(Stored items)
■ ■ ■
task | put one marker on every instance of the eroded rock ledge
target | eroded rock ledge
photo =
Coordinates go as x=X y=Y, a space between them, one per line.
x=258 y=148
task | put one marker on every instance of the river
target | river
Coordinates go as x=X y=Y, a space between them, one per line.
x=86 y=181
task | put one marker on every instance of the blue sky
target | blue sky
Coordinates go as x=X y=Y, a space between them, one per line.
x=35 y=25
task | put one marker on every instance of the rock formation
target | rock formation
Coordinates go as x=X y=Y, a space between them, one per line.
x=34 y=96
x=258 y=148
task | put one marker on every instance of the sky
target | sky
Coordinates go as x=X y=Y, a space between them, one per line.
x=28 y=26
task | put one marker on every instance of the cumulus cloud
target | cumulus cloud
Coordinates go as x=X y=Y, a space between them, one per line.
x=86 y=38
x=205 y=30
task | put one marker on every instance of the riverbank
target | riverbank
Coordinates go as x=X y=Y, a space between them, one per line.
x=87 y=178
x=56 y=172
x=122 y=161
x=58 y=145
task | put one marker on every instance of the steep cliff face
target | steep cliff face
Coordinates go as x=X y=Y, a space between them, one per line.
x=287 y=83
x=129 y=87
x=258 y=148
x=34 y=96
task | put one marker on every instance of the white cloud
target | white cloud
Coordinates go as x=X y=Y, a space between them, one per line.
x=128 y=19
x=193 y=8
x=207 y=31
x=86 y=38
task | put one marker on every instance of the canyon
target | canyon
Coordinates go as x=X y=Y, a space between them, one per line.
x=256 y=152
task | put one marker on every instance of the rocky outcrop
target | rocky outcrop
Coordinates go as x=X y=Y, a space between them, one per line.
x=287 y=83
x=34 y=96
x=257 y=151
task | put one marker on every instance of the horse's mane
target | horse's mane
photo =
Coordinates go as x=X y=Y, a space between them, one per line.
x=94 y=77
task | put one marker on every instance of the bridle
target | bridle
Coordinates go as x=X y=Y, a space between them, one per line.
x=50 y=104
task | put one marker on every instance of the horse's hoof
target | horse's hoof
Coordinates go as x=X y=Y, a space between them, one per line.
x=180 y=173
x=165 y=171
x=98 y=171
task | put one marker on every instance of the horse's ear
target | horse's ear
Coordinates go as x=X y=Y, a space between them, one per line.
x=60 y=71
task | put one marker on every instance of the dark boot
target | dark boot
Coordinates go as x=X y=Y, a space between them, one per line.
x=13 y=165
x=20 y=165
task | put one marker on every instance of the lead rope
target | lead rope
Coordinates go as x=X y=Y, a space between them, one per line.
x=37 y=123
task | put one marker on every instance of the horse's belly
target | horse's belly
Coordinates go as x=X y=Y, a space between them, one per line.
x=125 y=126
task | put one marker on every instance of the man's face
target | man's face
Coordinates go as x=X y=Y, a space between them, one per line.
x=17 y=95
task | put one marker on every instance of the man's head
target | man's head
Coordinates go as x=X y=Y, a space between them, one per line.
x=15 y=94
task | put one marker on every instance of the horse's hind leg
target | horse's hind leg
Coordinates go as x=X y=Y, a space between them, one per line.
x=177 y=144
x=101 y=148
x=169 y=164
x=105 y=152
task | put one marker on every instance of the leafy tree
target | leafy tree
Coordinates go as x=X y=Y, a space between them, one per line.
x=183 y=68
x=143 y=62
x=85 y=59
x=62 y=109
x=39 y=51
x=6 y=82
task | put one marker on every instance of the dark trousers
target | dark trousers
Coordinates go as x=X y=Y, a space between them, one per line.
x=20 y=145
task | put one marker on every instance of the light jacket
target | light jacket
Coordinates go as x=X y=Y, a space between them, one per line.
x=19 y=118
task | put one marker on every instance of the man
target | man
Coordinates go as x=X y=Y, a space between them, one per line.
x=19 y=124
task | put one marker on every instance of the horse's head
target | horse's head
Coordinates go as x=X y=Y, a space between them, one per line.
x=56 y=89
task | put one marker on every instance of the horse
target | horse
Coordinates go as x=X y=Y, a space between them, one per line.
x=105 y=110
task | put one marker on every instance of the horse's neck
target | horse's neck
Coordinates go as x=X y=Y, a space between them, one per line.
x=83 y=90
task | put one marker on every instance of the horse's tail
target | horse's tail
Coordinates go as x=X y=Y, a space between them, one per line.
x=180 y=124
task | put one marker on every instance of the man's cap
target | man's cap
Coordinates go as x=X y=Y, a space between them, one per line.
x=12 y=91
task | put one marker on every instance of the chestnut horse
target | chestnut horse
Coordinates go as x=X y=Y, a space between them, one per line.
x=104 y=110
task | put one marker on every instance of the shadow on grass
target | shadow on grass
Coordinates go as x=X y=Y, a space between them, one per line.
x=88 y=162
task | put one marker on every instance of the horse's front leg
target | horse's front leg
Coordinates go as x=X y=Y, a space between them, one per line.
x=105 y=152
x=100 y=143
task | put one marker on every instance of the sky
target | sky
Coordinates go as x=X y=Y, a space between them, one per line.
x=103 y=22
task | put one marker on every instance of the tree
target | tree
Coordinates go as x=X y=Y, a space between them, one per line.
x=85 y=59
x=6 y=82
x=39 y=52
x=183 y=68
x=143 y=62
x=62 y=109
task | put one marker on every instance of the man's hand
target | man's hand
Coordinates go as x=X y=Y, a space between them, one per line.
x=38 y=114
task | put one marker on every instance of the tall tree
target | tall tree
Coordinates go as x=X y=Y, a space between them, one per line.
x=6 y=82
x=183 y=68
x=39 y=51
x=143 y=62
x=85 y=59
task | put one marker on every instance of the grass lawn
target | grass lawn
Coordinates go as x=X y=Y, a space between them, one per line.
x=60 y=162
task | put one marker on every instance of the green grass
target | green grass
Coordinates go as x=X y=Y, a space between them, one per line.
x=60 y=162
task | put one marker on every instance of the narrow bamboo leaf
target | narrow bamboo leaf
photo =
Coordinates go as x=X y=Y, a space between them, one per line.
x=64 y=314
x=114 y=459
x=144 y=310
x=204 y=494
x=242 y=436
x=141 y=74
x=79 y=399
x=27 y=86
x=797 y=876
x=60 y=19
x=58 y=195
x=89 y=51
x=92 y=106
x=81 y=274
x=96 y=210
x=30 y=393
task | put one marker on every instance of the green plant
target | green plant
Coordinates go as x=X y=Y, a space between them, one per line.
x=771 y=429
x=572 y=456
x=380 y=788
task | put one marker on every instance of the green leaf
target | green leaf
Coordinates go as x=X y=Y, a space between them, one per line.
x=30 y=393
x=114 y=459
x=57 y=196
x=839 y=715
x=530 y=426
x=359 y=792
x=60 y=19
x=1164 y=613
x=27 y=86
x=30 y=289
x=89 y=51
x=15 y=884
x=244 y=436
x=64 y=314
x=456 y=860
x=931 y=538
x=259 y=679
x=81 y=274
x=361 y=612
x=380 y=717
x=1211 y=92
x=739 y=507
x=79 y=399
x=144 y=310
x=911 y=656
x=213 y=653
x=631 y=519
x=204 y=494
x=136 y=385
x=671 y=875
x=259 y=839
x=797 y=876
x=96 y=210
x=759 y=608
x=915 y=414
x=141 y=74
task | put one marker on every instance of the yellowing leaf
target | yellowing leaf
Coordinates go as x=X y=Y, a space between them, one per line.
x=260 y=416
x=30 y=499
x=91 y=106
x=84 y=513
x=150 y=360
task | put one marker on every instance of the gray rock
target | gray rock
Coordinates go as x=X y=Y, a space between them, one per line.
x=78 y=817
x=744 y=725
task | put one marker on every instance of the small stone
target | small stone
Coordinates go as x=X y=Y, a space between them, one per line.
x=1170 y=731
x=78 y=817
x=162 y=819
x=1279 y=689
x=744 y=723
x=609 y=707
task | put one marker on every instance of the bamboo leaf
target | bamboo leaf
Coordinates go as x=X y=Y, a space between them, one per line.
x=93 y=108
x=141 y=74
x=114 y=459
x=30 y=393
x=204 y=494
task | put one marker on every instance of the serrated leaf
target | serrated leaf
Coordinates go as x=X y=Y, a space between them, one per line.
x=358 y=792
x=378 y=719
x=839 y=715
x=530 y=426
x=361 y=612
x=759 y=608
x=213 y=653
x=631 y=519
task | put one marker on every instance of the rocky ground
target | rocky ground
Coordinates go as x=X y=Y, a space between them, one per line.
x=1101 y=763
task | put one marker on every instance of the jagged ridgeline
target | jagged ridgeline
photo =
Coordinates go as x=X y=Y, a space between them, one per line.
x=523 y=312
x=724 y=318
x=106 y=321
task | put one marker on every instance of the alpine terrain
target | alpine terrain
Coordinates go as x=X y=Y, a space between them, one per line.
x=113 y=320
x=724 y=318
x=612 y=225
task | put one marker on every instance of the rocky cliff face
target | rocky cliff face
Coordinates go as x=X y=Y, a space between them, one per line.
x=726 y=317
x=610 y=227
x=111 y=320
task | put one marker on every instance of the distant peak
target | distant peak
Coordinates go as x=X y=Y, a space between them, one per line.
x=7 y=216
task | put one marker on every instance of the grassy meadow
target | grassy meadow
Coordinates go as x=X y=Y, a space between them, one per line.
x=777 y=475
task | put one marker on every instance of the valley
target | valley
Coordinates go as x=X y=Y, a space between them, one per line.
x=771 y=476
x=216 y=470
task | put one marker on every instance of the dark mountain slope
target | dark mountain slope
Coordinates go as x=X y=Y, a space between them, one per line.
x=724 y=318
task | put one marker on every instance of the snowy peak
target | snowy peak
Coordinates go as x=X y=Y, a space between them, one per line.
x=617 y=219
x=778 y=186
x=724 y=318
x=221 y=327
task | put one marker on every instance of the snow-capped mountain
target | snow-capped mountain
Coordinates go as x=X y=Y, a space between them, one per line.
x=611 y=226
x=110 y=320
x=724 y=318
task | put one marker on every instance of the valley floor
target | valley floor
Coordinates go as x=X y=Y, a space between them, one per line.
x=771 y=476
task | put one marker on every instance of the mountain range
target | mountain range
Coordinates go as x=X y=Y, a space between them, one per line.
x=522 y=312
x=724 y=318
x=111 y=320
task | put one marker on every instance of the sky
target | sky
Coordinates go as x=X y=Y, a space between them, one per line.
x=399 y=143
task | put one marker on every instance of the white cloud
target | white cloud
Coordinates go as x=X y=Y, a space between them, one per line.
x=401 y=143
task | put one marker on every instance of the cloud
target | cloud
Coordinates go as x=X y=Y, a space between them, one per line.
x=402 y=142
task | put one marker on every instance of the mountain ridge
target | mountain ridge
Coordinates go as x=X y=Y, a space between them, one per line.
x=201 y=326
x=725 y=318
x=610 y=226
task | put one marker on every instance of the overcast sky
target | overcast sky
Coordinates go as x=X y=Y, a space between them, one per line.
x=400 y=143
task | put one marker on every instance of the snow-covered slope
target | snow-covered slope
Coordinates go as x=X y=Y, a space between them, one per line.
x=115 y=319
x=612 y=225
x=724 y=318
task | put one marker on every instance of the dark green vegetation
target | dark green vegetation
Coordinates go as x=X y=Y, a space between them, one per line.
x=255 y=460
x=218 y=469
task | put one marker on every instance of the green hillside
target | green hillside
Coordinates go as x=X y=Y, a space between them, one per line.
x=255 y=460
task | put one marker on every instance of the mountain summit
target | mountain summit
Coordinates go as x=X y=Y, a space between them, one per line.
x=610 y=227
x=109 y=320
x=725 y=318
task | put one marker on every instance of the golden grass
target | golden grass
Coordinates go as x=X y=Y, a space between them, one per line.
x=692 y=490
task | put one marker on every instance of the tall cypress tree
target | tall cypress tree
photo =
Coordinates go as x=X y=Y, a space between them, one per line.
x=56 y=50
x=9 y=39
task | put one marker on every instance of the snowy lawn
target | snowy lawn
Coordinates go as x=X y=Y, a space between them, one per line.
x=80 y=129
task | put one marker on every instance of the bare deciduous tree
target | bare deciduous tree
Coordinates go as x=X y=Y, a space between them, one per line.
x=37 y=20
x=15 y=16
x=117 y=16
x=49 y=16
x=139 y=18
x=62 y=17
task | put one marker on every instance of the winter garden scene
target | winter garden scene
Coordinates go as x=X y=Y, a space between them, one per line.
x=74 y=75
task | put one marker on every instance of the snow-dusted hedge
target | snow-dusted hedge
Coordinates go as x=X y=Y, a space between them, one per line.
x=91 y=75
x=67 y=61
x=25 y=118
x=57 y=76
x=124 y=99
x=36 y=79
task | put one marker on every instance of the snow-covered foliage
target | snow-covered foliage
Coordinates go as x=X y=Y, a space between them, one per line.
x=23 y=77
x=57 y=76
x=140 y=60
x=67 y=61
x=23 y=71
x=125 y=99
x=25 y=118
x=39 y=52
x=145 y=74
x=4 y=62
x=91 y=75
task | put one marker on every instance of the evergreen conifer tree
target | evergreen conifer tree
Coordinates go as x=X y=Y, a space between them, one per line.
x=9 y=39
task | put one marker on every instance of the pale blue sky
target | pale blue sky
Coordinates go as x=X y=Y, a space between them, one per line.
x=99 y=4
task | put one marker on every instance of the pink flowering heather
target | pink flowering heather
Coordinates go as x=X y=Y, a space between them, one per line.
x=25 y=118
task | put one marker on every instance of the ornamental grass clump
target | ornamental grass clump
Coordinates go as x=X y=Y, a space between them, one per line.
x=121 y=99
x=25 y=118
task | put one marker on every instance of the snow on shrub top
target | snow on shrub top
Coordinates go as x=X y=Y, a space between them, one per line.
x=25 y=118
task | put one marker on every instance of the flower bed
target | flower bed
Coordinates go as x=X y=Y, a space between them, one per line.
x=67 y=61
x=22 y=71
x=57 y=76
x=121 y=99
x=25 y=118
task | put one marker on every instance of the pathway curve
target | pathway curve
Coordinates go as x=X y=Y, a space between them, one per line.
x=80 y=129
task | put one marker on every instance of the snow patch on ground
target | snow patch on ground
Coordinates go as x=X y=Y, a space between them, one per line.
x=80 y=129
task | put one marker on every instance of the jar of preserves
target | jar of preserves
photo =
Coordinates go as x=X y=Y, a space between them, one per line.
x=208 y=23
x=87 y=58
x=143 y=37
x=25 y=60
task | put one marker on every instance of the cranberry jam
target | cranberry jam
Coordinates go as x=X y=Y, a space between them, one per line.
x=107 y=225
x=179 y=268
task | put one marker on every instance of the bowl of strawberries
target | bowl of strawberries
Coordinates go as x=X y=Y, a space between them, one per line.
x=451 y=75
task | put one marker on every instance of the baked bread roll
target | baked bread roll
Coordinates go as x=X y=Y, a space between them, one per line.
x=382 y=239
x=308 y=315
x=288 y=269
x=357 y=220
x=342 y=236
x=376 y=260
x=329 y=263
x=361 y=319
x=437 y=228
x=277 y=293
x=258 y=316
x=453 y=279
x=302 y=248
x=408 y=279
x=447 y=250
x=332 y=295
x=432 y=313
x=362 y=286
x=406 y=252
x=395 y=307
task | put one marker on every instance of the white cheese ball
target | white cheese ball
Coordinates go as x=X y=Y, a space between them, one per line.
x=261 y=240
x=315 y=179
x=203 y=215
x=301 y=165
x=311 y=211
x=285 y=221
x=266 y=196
■ ■ ■
[To be done]
Please recast the data from the line with "the rocky cliff face" to the line with "x=777 y=475" as a two-column CSV with the columns text and answer, one row per text-and-answer pair. Put each value in a single quoted field, with line breaks replaced by spaces.

[Problem solution]
text,answer
"task | put one marker on every instance of the rocky cliff face target | rocky cliff face Coordinates go as x=X y=Y, a space between them, one per line.","x=726 y=317 x=610 y=227 x=111 y=320"
"task | put one marker on every instance of the distant peak target | distant peak Coordinates go as x=X y=Y, a space between them, one per line.","x=7 y=216"
"task | put one marker on every instance of the grassy meadow target | grassy meadow Coordinates go as x=X y=Y, a space between them, one per line.","x=777 y=475"